**Exercise requirements:**
Across the records that follow, how many lines contain the string "length"? Answer with the number only.

*** Dataset records ***

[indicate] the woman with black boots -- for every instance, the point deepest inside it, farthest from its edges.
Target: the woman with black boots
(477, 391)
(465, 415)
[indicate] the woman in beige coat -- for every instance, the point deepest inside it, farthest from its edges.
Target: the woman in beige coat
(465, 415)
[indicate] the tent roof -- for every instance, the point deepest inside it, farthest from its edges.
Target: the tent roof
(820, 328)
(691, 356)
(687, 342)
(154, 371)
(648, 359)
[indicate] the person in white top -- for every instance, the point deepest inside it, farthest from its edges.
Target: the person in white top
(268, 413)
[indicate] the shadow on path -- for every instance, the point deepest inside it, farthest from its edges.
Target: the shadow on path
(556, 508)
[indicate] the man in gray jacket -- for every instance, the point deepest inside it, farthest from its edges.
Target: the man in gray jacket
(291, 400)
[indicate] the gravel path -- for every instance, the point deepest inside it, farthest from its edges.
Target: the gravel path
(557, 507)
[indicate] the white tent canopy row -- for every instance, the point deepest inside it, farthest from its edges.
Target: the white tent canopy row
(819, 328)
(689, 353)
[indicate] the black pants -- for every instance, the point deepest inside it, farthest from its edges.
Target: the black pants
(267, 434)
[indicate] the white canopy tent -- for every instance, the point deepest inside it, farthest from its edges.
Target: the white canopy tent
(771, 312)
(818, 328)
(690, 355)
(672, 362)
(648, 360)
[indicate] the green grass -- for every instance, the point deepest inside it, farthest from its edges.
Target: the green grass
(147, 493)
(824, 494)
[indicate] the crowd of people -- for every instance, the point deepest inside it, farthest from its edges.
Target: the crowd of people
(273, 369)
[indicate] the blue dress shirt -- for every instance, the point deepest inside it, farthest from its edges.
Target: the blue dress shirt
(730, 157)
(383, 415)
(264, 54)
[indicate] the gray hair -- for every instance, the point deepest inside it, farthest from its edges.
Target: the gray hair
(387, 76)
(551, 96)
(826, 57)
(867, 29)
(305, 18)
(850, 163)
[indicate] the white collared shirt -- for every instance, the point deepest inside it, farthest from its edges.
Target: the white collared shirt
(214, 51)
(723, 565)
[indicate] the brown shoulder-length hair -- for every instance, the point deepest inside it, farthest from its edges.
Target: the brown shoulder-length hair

*** End of Dataset records ***

**Completed exercise:**
2